▶ [INSTRUCTIONS FOR THE TASK]: Change each "cab side window" in the rows below to "cab door window" and keep all other wording the same. Leave the pictures out of your answer.

▶ [RECORDS SHOWN]:
** Begin **

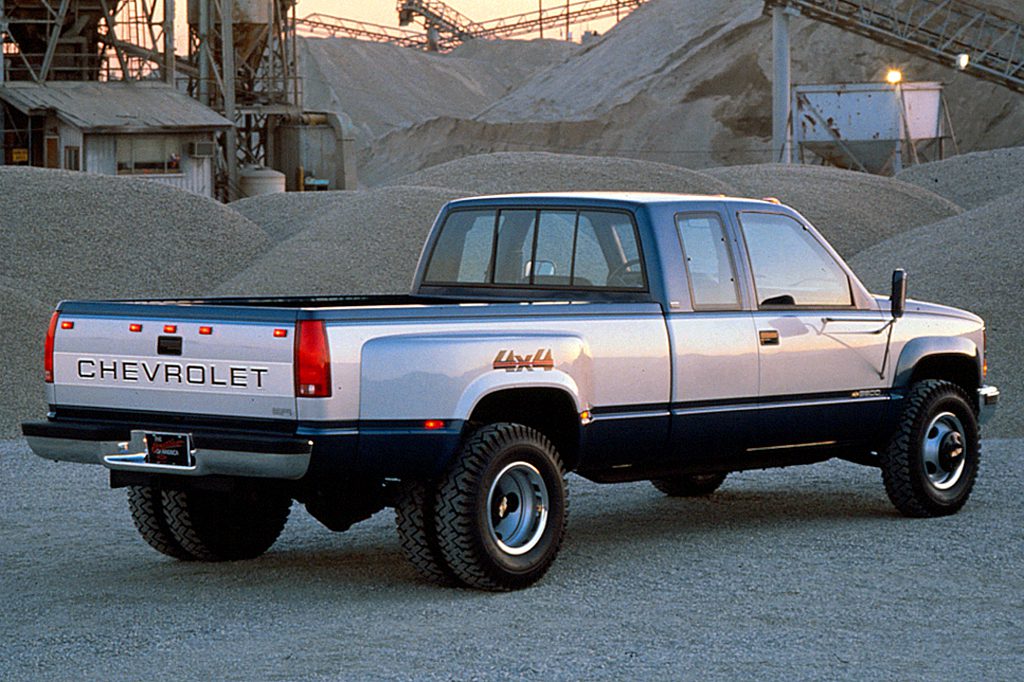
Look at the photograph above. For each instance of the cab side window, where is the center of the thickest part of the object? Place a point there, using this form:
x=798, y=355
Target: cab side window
x=539, y=248
x=709, y=262
x=791, y=267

** End **

▶ [CORRECT RESPONSE]:
Look at the photograph above. For each instance of the cab door window, where is the center of the thickest part of the object? Place a point there, using this form:
x=798, y=355
Target: cab door window
x=539, y=248
x=709, y=262
x=791, y=267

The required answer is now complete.